• WORK REQUIRED: Which of the lines below hold "small"? Please return each one.

[Stored records]
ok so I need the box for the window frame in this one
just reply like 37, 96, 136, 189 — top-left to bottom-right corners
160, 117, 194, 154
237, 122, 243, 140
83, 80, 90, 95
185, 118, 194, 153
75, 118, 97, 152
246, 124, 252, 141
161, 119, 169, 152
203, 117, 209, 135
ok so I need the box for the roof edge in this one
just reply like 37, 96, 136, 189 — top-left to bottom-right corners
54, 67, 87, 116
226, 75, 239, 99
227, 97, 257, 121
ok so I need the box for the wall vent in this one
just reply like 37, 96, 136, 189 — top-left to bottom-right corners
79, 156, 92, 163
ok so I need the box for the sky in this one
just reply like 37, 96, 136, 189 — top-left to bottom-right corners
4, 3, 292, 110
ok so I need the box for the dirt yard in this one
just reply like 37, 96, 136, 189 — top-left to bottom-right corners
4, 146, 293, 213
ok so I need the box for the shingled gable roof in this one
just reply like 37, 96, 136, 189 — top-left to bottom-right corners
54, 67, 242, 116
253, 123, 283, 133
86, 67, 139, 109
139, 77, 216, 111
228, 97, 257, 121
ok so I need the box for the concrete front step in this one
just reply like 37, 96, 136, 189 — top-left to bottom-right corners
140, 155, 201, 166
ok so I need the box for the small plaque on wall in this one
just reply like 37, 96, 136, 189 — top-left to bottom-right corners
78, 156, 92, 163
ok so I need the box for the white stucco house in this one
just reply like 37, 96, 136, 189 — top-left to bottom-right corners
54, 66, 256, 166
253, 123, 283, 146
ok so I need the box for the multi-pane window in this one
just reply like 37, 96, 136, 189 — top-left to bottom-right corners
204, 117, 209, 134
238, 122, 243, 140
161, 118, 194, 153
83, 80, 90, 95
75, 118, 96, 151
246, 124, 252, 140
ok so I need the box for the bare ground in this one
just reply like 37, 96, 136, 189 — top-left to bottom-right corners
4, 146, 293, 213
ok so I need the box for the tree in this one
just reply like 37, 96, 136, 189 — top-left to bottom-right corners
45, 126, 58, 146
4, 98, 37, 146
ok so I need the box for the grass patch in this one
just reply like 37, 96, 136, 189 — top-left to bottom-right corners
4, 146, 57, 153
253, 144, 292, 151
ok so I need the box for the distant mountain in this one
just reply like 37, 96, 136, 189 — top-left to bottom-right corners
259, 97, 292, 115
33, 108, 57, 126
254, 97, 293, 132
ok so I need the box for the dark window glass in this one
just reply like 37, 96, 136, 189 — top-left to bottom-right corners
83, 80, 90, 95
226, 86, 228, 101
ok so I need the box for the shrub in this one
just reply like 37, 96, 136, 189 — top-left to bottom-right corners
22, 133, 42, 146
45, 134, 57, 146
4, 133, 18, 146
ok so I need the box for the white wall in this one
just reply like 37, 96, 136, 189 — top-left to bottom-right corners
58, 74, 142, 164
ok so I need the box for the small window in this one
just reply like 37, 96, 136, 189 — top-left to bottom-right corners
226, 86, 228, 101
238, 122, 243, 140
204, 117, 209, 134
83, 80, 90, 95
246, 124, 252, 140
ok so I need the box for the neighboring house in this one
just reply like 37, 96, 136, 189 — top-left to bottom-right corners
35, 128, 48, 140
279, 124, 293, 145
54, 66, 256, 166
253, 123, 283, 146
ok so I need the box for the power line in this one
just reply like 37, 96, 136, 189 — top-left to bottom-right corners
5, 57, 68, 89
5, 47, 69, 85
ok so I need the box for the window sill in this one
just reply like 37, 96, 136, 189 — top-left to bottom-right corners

• RESULT:
ok so I need the box for the small plaque on wall in this one
ok so I need the box for the small window in this one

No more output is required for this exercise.